> [Exercise brief]:
Which lines in the data below contain the string "handle"? List every one of them in full, matching case exactly.

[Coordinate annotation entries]
::::::::

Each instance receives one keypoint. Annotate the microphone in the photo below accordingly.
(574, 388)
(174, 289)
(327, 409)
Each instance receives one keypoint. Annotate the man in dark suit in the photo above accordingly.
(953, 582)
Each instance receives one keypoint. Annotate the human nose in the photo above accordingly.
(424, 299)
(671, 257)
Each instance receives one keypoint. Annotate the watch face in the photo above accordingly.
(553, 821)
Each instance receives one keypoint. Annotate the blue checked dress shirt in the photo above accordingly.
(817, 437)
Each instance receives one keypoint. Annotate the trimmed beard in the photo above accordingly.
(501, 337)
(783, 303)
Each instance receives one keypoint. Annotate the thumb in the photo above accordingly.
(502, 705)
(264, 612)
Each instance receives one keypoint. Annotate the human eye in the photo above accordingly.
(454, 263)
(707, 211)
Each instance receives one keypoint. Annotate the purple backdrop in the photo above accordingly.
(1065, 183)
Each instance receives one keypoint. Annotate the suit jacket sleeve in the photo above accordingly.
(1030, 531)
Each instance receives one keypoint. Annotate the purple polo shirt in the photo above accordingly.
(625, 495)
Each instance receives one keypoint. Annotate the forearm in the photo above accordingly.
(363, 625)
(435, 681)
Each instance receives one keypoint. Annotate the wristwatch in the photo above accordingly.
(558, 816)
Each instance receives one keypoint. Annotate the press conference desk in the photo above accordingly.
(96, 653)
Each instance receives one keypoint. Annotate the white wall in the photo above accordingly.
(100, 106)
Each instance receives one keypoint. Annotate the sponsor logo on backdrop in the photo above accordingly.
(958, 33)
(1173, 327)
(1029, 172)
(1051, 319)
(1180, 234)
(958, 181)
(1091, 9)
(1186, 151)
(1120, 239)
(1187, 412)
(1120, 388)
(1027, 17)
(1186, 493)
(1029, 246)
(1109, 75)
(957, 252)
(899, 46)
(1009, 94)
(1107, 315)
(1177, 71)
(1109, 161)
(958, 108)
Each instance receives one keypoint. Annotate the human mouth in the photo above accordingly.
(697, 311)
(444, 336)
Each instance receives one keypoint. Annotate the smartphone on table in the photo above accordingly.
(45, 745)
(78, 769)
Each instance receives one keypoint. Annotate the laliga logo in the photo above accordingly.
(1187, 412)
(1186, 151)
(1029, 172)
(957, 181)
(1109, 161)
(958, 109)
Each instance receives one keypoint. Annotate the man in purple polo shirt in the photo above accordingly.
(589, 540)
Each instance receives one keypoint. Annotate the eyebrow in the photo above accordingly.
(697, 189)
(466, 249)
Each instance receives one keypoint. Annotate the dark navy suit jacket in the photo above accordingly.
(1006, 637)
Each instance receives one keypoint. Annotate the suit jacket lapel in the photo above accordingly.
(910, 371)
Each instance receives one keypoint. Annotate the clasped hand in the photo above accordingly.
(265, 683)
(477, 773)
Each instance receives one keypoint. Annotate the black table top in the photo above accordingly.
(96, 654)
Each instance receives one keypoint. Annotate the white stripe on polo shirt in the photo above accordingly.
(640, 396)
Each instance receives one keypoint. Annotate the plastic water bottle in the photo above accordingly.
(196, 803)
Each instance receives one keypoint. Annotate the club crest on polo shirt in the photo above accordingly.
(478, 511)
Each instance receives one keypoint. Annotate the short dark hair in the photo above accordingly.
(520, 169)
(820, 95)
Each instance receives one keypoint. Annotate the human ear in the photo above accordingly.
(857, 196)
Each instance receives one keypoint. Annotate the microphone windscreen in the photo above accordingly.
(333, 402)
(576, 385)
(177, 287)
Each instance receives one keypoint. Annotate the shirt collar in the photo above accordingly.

::::::::

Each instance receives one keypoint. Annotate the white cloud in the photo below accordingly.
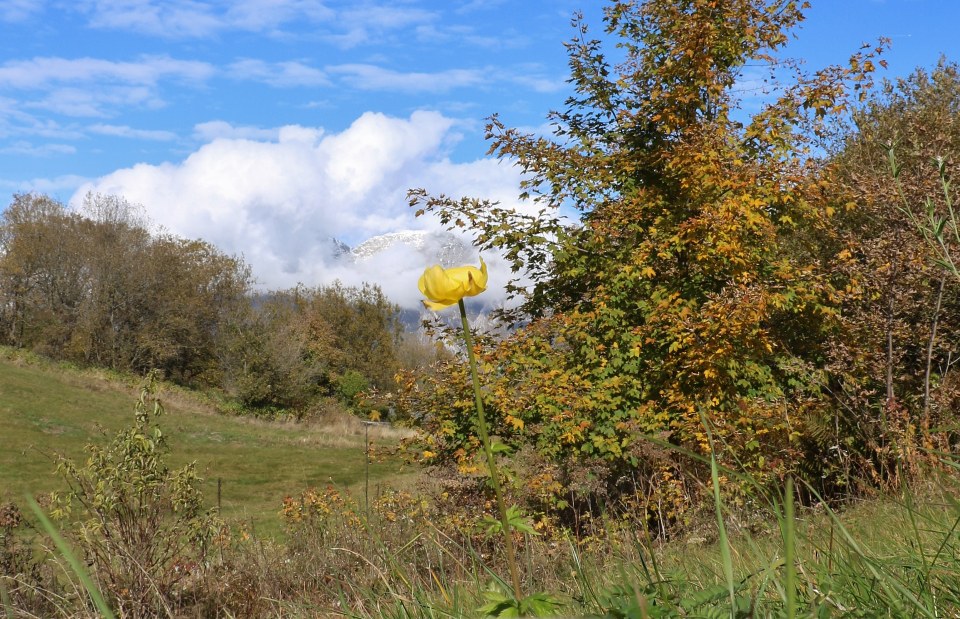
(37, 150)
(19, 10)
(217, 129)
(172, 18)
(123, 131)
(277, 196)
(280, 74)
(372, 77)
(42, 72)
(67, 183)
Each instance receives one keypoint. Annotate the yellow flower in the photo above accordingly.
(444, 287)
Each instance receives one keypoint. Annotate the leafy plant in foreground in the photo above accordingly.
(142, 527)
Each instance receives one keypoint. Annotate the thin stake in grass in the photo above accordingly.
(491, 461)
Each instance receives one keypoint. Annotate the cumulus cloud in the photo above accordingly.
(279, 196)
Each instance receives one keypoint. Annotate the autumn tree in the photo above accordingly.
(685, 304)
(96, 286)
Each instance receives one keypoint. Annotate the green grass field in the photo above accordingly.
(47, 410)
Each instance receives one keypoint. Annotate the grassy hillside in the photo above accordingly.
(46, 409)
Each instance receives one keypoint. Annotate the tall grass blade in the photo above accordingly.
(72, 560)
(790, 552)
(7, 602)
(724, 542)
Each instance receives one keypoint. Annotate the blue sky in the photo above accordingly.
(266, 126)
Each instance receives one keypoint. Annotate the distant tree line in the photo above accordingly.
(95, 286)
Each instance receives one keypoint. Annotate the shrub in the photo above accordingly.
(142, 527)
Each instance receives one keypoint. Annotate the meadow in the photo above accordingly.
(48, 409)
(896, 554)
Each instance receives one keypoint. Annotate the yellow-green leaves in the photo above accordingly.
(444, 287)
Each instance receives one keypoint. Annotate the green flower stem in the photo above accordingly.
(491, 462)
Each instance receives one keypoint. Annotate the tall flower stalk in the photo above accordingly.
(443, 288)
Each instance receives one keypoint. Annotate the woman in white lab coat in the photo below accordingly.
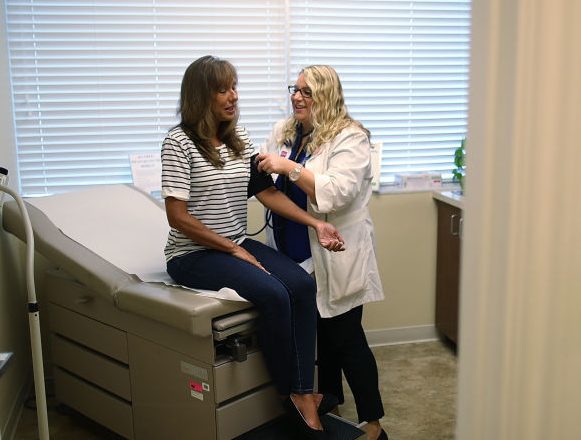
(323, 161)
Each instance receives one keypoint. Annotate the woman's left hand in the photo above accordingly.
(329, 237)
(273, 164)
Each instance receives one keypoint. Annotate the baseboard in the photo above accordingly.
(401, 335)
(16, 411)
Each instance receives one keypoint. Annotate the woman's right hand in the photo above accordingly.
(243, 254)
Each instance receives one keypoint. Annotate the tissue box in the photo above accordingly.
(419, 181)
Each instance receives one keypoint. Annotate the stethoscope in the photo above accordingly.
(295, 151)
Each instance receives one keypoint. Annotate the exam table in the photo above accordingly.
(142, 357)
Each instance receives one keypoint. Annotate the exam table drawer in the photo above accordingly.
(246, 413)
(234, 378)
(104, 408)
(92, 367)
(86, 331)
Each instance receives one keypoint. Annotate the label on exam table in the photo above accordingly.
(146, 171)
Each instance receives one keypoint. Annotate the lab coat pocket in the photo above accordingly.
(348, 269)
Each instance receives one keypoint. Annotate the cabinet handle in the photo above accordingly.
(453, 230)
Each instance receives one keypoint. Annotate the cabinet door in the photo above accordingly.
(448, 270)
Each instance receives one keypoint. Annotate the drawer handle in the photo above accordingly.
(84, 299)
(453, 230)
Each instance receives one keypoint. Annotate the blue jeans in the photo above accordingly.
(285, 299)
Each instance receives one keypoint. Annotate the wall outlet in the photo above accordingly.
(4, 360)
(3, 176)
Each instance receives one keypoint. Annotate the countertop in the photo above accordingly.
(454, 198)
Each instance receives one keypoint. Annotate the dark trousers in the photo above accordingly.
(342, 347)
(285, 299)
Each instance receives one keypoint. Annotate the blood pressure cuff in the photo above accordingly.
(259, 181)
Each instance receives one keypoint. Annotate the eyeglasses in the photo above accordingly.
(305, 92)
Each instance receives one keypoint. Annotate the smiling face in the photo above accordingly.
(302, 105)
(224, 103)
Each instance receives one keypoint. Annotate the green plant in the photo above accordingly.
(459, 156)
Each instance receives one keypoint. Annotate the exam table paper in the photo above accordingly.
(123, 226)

::::::::

> [Solution for this exercise]:
Each instance receives one keypoint. Annotate the cabinet handle in the photo above accordingly.
Each instance receives one keypoint. Annotate the drawer handle in the photo above accordingly.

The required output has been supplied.